» SET EXERCISE
Make an exact copy of the records, with the pictures left out.

[Excerpts of pointing data]
- - - -
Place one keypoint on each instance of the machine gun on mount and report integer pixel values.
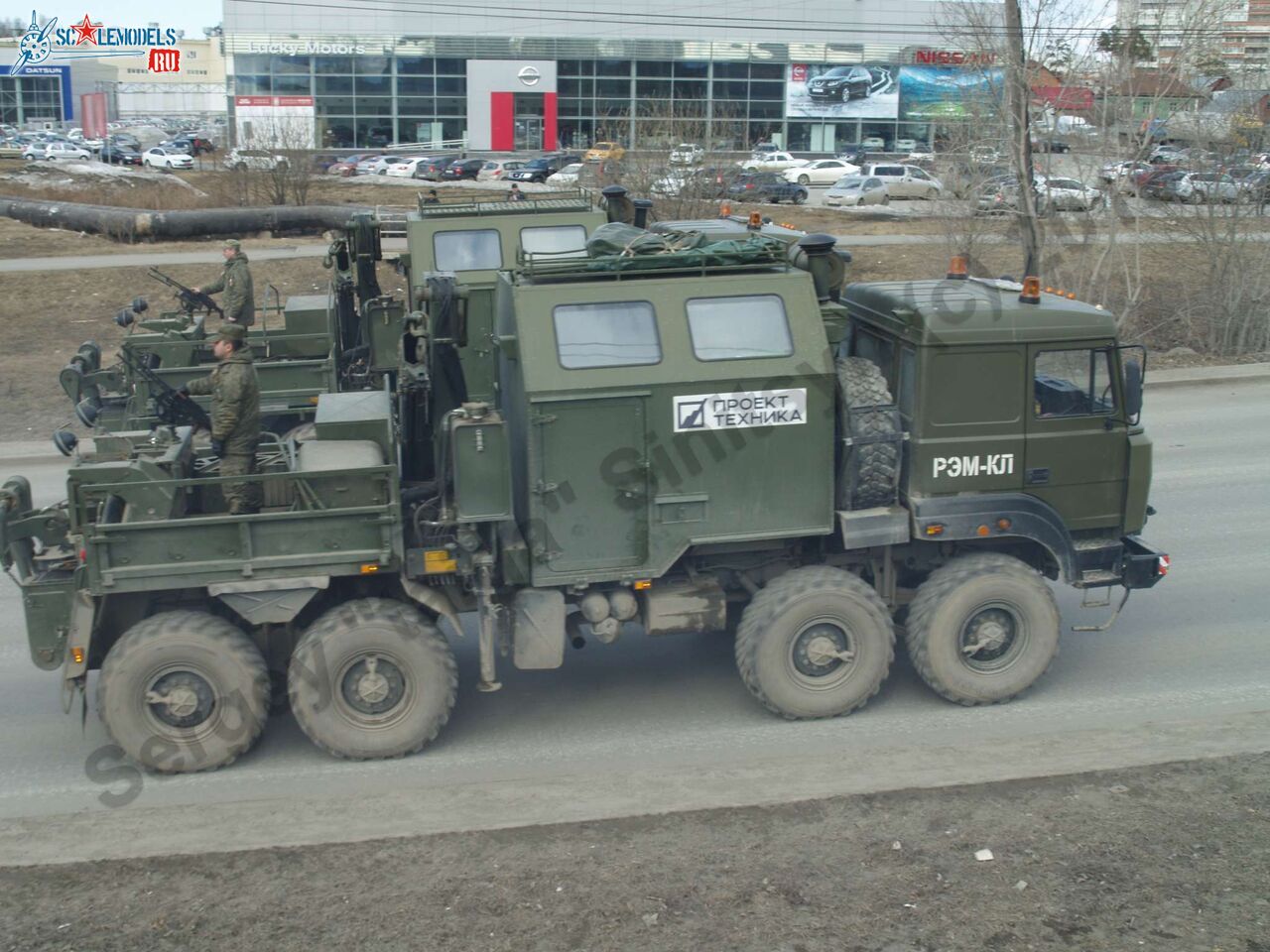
(172, 407)
(190, 298)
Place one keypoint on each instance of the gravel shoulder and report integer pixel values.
(1173, 857)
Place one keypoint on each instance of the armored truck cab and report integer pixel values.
(1025, 404)
(474, 241)
(658, 412)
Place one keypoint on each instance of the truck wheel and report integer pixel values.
(816, 643)
(183, 692)
(982, 629)
(372, 678)
(867, 476)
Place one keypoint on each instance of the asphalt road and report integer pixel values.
(658, 725)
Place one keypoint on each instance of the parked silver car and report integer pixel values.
(855, 190)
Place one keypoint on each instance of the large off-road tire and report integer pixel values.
(213, 684)
(789, 636)
(862, 386)
(982, 629)
(372, 678)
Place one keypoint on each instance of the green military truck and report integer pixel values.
(693, 436)
(308, 345)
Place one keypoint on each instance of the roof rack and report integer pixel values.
(561, 267)
(576, 200)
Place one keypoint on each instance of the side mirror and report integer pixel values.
- - - -
» RESULT OF THE EXERCISE
Place one keypoint on each instance of the machine gun on mount and report integer pixel values.
(172, 407)
(190, 298)
Place one keypoint on each instance of the gravel shoulder and report integer pixel values.
(1173, 857)
Place one keypoint on each instance of the armored truck cab and report integer pixel values.
(1025, 404)
(474, 241)
(658, 412)
Place one keypoint on each instance of the truck wheel and report integer pixel values.
(816, 643)
(183, 692)
(982, 629)
(372, 678)
(867, 476)
Place one keypoint on each instance of the asphalt road and report integer pixel values.
(658, 725)
Place one keypoint on each instance of the parked silver car and report integer pixel values.
(855, 190)
Place one keypoint on each instance of the large off-road tire and report integer pixel values.
(213, 684)
(789, 636)
(862, 386)
(982, 629)
(372, 678)
Place one keypoint on each instance of the green military truck and report integer pixel values.
(693, 436)
(308, 345)
Place one keypoint on each instance of the roof rack and report integer pixel values.
(561, 267)
(576, 200)
Place one keypoint on each instance of the side mirror and report integer pixel values.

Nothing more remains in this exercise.